● WORK TO COMPLETE:
Check every line below for the word "json" and show those that hold it.

● EXERCISE DATA:
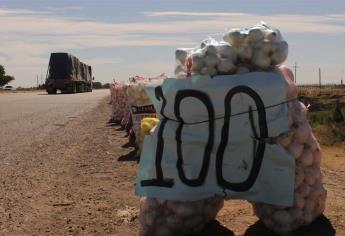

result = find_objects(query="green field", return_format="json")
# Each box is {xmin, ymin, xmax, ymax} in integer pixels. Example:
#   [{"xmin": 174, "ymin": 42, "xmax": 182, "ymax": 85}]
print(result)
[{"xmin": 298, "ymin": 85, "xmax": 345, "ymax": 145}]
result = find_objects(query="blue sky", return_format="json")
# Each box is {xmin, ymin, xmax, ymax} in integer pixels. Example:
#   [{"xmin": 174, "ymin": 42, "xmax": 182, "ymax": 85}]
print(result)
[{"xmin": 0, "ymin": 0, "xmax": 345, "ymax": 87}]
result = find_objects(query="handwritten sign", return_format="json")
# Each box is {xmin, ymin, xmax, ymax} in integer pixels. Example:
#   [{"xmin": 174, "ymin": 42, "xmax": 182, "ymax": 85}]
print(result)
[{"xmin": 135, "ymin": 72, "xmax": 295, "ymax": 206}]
==
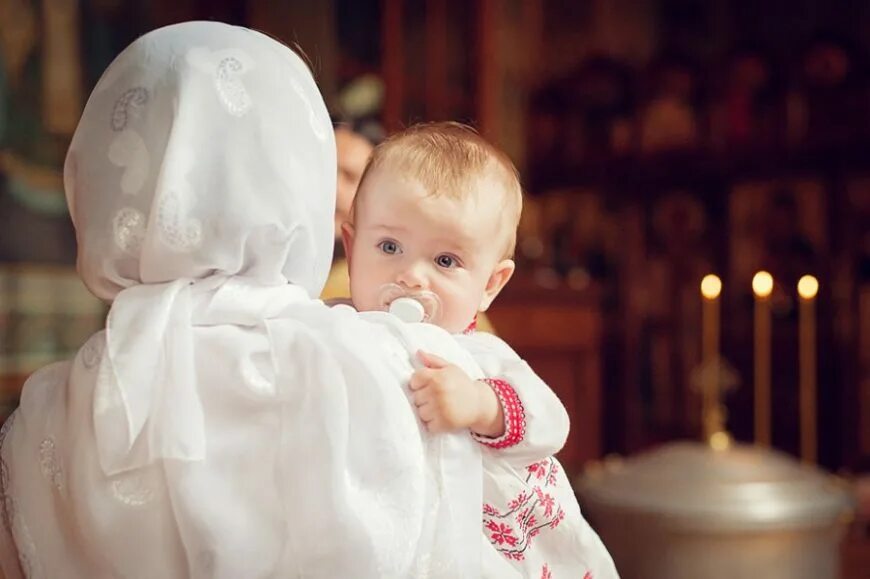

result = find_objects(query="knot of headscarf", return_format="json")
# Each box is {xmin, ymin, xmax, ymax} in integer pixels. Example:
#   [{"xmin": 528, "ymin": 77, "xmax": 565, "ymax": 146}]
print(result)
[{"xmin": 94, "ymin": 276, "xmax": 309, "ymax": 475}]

● REPLY:
result = find_objects(query="green field", return_format="json")
result = find_objects(query="blue sky", return_format="json")
result = find_objects(query="handwritten sign", return_format="json")
result = find_objects(query="knot of headscarf", return_format="json")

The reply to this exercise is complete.